What is needed is an exact copy of every line from the one with "[indicate] haze over" to the end of the entries below, without the pictures.
--- START ---
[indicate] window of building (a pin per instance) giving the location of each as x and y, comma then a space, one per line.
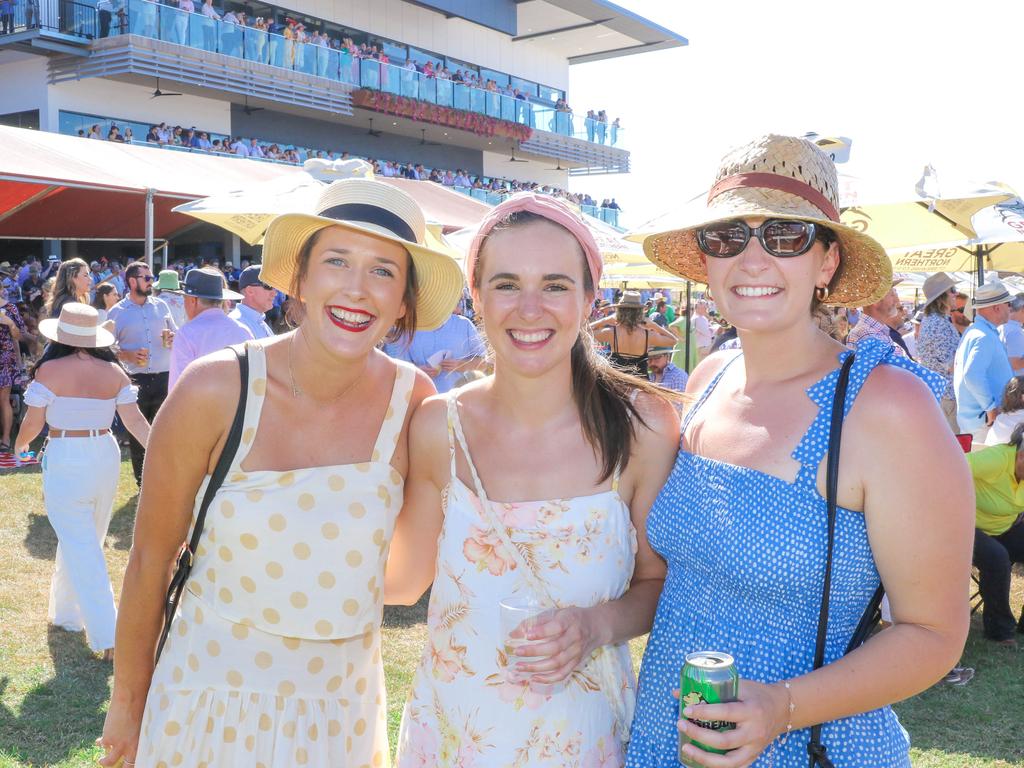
28, 119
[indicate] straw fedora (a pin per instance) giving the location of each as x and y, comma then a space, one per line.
935, 286
78, 326
779, 177
374, 208
208, 284
630, 298
991, 294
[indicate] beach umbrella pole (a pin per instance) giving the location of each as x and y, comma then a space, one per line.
148, 227
686, 334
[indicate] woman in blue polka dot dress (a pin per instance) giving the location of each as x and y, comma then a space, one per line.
741, 520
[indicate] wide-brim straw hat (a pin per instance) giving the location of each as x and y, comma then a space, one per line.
78, 326
168, 281
991, 293
780, 177
370, 207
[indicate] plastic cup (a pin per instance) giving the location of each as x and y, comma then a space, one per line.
518, 616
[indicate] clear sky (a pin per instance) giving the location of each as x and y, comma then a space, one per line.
910, 82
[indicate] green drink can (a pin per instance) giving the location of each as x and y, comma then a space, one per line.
708, 677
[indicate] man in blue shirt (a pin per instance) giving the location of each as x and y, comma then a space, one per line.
1012, 334
445, 354
981, 368
257, 300
660, 371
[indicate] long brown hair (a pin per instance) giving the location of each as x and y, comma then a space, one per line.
64, 287
603, 395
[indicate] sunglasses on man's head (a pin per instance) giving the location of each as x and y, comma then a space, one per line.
781, 238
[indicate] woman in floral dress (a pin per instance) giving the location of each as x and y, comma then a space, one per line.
577, 452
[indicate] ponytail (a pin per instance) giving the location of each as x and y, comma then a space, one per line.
1017, 437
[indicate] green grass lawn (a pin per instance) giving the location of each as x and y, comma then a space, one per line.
53, 691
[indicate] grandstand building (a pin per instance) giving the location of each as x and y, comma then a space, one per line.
476, 85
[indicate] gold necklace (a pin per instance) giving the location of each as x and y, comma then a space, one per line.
297, 391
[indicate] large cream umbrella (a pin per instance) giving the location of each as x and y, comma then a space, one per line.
960, 227
248, 211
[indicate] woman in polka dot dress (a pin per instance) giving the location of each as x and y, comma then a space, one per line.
567, 534
741, 521
273, 657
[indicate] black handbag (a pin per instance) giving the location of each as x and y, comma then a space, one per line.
186, 556
817, 752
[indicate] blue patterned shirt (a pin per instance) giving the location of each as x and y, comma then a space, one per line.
937, 344
980, 374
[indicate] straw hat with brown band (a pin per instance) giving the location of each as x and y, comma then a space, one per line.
370, 207
779, 177
78, 326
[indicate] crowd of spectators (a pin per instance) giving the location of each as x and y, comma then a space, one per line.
164, 134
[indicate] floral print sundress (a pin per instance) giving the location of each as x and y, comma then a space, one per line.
464, 709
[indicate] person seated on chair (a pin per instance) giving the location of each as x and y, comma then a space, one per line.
998, 536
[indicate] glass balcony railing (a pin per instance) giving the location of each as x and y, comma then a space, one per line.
174, 26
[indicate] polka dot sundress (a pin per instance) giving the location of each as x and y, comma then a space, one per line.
274, 658
747, 555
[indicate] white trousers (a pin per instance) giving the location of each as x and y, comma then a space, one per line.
80, 480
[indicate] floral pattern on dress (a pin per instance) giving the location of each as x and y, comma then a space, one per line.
466, 709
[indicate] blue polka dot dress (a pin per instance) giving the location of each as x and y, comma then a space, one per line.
747, 555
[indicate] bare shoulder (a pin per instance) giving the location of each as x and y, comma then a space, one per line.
706, 371
892, 395
660, 418
207, 384
423, 387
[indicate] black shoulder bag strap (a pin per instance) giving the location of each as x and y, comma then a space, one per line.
185, 557
815, 749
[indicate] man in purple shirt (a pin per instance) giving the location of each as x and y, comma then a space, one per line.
208, 329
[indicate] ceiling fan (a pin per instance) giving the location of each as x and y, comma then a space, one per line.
159, 92
250, 110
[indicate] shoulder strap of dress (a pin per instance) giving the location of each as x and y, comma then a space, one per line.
394, 417
487, 509
256, 394
453, 414
708, 390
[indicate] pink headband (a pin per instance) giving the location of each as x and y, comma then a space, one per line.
547, 207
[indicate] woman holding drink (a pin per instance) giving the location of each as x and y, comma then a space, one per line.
742, 519
584, 450
273, 655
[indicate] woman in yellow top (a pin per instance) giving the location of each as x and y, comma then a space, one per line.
998, 536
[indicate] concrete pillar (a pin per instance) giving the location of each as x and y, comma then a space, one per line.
54, 247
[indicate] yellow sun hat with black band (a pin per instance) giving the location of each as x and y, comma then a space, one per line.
370, 207
779, 177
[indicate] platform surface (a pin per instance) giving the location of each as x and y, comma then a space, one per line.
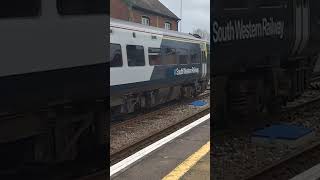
311, 174
163, 161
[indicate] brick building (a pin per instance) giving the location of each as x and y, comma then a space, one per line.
148, 12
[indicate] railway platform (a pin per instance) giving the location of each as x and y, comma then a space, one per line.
185, 157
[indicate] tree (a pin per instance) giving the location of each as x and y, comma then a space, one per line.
203, 33
130, 4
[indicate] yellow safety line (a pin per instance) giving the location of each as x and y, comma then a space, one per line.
185, 166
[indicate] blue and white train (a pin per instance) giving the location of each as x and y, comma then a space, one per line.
150, 66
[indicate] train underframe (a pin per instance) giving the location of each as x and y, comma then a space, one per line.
54, 135
133, 102
245, 95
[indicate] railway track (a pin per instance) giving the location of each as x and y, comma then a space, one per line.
155, 136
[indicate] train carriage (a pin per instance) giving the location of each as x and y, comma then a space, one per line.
150, 66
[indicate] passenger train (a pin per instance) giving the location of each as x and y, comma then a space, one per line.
150, 66
53, 80
265, 52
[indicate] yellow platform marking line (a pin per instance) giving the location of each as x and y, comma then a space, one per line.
185, 166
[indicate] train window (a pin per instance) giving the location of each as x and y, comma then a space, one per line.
154, 56
169, 55
135, 55
19, 8
183, 56
195, 57
77, 7
115, 55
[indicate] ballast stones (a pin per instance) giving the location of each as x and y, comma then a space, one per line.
282, 135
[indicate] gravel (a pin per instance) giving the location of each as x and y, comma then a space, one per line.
131, 132
235, 156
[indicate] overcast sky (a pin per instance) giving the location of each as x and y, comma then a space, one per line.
195, 13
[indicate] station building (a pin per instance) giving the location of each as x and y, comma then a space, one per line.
147, 12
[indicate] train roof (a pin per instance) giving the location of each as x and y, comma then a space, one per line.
150, 29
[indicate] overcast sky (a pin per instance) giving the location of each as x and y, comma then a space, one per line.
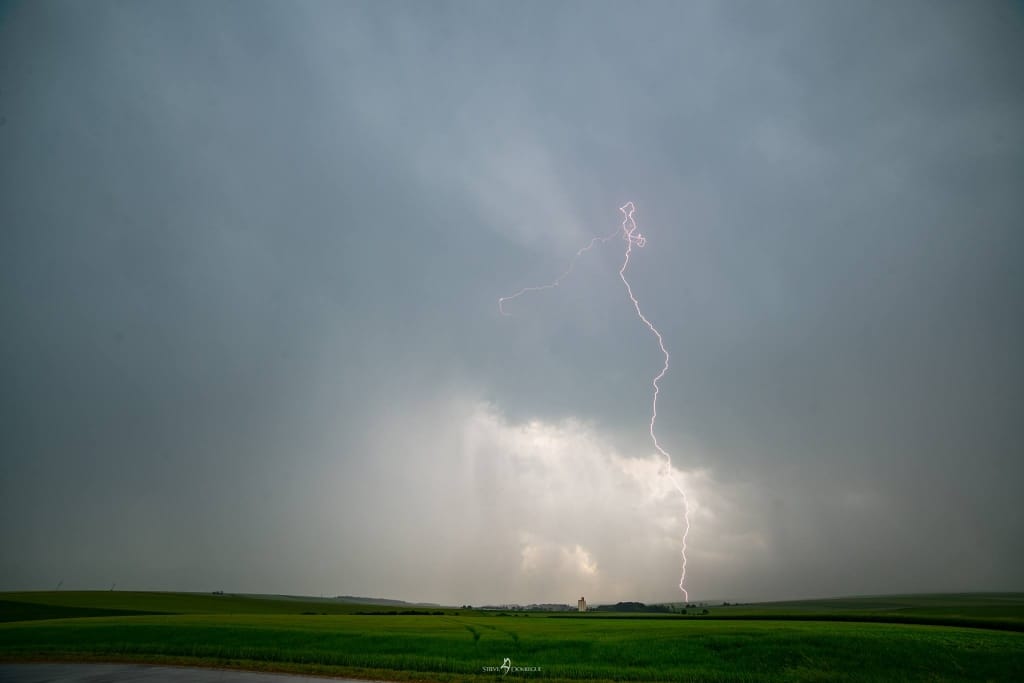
251, 255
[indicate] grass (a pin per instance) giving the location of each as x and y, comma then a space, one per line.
744, 643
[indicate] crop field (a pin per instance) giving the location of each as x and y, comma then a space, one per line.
926, 638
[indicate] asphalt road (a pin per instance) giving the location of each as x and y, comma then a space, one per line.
130, 673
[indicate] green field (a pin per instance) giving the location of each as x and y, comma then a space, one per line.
926, 638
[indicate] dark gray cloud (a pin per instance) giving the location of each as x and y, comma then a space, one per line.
251, 256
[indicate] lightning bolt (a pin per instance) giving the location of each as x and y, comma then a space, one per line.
559, 279
632, 237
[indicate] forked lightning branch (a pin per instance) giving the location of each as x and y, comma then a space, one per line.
632, 237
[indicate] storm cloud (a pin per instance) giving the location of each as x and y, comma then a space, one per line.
251, 256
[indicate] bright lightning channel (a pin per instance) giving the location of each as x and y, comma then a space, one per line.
632, 237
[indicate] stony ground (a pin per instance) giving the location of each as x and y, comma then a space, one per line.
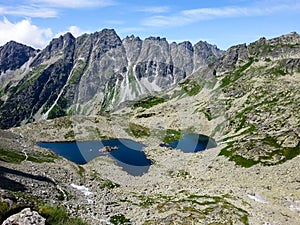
252, 177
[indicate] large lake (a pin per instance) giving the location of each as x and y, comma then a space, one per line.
129, 154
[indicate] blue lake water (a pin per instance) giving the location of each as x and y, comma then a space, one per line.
192, 143
129, 154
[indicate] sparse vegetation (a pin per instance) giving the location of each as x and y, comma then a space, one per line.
108, 184
119, 219
171, 136
148, 102
15, 156
139, 130
190, 87
57, 215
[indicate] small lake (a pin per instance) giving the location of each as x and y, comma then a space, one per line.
192, 143
128, 154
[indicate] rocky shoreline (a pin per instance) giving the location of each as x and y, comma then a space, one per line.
175, 185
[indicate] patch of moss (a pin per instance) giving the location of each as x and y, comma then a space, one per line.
171, 136
57, 215
56, 111
109, 184
190, 87
236, 74
139, 130
70, 135
145, 115
15, 156
119, 219
148, 102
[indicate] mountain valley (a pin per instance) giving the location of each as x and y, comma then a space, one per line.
99, 87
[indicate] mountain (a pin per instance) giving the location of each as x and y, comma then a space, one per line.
93, 73
247, 99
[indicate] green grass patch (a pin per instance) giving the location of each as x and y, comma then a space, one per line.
190, 87
15, 156
119, 219
70, 135
235, 75
145, 115
171, 136
56, 111
109, 184
139, 130
148, 102
57, 215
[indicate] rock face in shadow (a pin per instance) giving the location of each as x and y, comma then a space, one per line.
93, 73
13, 55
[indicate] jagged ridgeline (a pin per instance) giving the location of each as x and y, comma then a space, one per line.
90, 74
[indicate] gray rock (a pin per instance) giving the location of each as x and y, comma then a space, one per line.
25, 217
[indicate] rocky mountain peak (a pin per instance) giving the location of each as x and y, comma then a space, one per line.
13, 55
56, 48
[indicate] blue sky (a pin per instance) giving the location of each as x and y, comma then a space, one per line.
221, 22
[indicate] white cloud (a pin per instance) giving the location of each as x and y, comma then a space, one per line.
194, 15
24, 32
74, 30
29, 11
158, 9
75, 3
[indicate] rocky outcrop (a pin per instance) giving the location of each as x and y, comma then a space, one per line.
97, 72
25, 217
13, 55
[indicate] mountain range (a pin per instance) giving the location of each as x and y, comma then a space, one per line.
99, 87
91, 74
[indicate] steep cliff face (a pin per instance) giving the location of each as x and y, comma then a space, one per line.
93, 73
13, 55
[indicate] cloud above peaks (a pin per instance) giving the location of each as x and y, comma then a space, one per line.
75, 3
24, 32
185, 17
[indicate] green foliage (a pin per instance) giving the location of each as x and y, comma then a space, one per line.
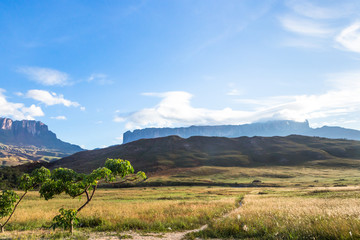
8, 199
75, 184
119, 167
34, 179
9, 177
66, 219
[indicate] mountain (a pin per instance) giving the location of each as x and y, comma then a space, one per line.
173, 152
265, 129
27, 140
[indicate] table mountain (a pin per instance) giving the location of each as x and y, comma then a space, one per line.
27, 140
173, 152
265, 129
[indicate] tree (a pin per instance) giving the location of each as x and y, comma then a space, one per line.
74, 184
9, 199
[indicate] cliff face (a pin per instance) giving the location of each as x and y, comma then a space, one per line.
173, 152
265, 129
32, 133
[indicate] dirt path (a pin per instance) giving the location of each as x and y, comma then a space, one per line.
164, 236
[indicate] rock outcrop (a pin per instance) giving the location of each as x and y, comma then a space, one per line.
32, 133
265, 129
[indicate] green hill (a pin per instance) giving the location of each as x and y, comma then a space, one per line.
173, 152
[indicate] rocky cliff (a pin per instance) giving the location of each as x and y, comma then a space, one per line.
32, 133
265, 129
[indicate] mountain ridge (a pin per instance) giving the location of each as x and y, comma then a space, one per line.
158, 154
265, 129
29, 140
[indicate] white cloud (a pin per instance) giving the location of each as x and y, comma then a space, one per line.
59, 118
175, 109
305, 27
45, 76
233, 92
349, 38
120, 139
322, 26
18, 111
309, 9
50, 99
100, 78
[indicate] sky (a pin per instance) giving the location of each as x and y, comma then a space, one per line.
92, 70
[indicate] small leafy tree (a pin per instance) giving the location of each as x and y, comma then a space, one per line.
9, 200
74, 184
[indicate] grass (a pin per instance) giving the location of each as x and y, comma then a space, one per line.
330, 213
144, 209
293, 211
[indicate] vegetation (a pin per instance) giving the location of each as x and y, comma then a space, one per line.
270, 213
68, 181
9, 197
331, 213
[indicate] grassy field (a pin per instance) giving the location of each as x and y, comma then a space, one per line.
321, 213
145, 209
309, 203
281, 176
266, 213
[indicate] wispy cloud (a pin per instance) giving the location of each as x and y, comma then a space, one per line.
349, 38
323, 26
100, 78
175, 108
311, 10
59, 118
305, 26
50, 98
18, 111
45, 76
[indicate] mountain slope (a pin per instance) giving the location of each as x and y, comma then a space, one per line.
265, 129
26, 141
152, 155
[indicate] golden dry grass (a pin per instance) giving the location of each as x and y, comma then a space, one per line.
331, 213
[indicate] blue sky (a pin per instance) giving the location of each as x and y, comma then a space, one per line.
92, 70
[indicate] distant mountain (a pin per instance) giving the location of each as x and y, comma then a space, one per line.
265, 129
23, 141
173, 152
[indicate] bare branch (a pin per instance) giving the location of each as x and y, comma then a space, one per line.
3, 225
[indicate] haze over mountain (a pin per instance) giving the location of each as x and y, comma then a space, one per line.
265, 129
27, 140
173, 152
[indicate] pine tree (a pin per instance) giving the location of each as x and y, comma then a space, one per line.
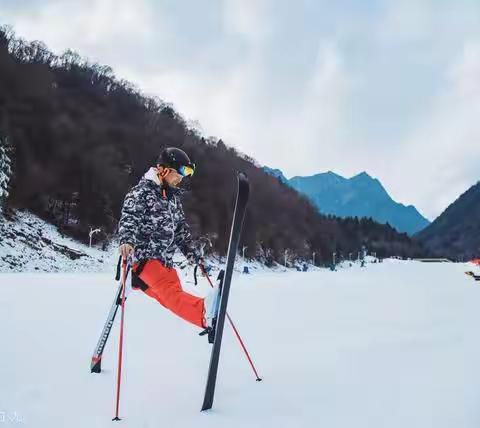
--- END ---
Your solution:
[indicate] haze over mountain (a pin per instance) giving the location of each as x and y, comma then a space, one per line.
265, 129
27, 140
173, 152
[indicate] pine tree (a pin per instance) giving the location of each as x and y, comma then a space, one per line.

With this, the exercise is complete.